───── Excerpted records

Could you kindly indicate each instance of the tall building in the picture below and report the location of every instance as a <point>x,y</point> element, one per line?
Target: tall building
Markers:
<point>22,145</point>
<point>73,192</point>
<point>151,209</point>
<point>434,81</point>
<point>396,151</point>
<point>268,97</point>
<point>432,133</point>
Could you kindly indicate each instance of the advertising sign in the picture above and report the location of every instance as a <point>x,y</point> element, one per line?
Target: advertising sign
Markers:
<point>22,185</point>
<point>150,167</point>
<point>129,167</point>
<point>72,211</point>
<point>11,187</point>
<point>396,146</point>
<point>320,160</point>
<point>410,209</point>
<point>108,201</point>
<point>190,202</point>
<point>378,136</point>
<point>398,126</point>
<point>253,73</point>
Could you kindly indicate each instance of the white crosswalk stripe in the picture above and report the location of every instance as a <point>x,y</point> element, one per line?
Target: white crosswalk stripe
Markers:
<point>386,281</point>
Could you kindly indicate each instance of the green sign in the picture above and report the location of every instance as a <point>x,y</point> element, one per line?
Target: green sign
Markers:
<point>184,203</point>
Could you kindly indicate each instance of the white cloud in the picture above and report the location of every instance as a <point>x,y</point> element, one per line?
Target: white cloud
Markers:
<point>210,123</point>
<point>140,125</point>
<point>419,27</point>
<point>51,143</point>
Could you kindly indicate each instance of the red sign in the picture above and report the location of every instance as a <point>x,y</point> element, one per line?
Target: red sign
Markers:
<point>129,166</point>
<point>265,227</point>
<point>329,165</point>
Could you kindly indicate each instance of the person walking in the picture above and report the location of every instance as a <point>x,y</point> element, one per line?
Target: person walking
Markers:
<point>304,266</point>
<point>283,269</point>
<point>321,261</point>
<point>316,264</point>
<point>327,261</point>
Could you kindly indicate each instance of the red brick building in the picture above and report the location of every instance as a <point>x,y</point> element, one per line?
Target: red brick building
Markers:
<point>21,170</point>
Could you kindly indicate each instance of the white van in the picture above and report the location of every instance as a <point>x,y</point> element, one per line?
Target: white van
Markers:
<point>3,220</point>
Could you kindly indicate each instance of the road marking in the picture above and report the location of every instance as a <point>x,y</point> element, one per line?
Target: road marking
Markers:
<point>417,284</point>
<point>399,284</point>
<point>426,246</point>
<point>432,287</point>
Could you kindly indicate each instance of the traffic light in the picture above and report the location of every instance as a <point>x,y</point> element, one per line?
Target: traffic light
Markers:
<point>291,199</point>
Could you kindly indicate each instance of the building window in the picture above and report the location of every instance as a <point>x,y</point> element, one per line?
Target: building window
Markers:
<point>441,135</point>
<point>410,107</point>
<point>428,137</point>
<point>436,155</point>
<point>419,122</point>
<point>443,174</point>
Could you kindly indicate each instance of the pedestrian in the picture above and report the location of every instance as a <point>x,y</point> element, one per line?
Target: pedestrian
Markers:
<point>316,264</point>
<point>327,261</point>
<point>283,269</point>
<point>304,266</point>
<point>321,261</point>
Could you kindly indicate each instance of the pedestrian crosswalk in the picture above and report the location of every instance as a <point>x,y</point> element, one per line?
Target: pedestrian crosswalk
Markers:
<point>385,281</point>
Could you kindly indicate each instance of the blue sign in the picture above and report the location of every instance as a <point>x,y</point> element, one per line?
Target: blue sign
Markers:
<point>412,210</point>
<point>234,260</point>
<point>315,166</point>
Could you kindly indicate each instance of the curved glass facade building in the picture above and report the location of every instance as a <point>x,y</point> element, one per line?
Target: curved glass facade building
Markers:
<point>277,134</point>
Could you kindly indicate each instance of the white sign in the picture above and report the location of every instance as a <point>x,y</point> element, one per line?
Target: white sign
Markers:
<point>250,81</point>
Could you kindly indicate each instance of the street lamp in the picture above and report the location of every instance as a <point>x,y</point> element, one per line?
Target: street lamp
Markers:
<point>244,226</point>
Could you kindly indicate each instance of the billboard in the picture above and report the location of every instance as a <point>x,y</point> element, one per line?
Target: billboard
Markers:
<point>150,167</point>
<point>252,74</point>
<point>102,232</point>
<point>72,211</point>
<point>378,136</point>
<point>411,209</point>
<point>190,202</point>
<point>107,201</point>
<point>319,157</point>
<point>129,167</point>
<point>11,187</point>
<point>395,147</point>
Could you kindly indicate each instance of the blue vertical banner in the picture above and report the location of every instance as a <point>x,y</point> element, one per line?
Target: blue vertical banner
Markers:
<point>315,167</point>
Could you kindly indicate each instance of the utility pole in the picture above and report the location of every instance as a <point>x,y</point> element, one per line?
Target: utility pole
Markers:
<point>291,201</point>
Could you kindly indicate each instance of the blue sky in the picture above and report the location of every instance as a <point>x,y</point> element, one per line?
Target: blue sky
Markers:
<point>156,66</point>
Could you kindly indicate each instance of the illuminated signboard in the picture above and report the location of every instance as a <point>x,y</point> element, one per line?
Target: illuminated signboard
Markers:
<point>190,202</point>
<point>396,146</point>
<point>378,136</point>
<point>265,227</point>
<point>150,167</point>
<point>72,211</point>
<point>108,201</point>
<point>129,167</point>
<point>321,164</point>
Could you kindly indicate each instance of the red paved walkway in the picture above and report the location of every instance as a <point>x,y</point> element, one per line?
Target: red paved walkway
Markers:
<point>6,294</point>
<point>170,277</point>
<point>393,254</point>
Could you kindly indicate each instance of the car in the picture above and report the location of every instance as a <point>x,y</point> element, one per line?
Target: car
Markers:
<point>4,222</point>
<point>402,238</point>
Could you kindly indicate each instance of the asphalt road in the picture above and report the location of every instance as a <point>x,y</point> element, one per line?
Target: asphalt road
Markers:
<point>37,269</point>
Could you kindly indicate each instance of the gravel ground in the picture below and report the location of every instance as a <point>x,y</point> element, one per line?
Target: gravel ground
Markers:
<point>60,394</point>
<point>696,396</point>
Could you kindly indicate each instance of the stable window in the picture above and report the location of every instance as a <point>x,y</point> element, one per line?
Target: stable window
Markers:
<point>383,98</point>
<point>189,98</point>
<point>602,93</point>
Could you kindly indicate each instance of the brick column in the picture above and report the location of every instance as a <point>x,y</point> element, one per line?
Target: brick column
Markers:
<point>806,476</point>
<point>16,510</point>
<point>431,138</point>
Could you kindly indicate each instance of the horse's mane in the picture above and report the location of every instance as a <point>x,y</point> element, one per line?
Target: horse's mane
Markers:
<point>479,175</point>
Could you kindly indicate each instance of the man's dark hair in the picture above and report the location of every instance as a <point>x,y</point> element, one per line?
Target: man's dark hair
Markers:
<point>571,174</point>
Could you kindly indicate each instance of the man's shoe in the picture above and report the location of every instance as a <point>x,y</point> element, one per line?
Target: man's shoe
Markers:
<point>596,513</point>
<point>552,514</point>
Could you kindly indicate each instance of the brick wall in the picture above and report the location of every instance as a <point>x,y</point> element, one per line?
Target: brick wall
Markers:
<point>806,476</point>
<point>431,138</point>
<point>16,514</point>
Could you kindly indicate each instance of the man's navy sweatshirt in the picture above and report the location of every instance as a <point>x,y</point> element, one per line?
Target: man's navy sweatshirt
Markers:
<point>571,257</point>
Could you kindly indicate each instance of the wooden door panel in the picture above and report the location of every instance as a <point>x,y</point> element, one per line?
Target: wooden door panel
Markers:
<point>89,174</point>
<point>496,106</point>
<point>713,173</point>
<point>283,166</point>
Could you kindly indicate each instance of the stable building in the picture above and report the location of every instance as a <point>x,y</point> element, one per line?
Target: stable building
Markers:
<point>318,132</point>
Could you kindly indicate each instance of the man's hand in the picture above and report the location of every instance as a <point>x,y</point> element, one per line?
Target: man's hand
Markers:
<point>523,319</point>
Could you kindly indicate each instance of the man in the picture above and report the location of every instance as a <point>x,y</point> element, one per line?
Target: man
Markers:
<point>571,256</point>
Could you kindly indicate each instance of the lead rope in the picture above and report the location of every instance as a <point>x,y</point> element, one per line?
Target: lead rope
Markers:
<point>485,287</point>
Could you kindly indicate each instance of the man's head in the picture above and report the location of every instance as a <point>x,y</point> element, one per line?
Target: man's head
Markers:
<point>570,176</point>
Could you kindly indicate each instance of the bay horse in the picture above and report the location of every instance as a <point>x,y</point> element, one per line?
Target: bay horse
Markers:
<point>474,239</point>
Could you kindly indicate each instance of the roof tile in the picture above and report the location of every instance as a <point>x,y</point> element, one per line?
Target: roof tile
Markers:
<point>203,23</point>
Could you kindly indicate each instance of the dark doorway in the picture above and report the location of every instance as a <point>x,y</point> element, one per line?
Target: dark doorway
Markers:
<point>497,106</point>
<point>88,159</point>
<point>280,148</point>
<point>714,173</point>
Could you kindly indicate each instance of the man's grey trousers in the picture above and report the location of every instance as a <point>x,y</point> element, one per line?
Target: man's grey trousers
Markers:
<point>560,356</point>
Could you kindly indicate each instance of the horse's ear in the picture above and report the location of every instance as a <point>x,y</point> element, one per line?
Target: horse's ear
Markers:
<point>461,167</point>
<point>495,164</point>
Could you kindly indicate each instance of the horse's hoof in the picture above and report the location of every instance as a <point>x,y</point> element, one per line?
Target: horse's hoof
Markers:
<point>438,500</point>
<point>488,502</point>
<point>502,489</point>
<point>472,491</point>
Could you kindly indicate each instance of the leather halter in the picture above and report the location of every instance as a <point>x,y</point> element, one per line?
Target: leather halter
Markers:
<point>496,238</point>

──────────

== Instruction ==
Retype the records from the line containing "Could you kindly indicate each instance of the blue sky" through the line containing "<point>602,93</point>", including both of those lines, with no changes.

== Exercise result ==
Could you kindly indicate each instance of the blue sky in the picture above and report the location of every instance as a <point>x,y</point> element, one per line?
Target: blue sky
Markers:
<point>156,66</point>
Could you kindly indicate each instance of the illuminated signboard in the picture above and report the location of every instance as a <point>x,y</point> element, one per line?
Target: illuminated signboard
Markers:
<point>190,202</point>
<point>396,146</point>
<point>378,136</point>
<point>265,227</point>
<point>150,167</point>
<point>72,211</point>
<point>108,201</point>
<point>129,167</point>
<point>321,164</point>
Could you kindly indicate each instance of the red paved walkway in the picture above and report the location of every instance as a <point>x,y</point> element, one per line?
Target: red paved walkway
Markers:
<point>6,294</point>
<point>170,277</point>
<point>393,254</point>
Could you kindly indicate each instance of the car in the picture above and report the location of every instance as a <point>x,y</point> element, one per line?
Target: car
Markers:
<point>4,222</point>
<point>402,238</point>
Could you kindly indicate each instance of the asphalt road in the picture above and report the location of every instance as a <point>x,y</point> element, one per line?
Target: asphalt road
Markers:
<point>37,269</point>
Could you kindly indicate each instance of the gravel ground in the picture below and report the location of every instance as a <point>x,y</point> element, one per line?
Target: gravel ground
Markers:
<point>60,394</point>
<point>696,396</point>
Could you kindly indicate each instance of the stable window in the picture above and report the location of every instance as a <point>x,y</point> element, one per line?
Target: stable window
Markers:
<point>383,98</point>
<point>189,98</point>
<point>602,93</point>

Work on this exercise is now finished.